◆ RECORDS FOR THE TASK ◆

_ _ _

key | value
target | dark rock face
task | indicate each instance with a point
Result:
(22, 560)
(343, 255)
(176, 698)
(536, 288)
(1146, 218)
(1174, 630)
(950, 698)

_ _ _

◆ ASSIGNMENT ◆
The records above need to be written out once more, exactly.

◆ SOLVED EXERCISE ◆
key | value
target | dark rock face
task | indicate each instance with a point
Result:
(22, 560)
(343, 255)
(176, 698)
(536, 288)
(1146, 218)
(1174, 630)
(950, 698)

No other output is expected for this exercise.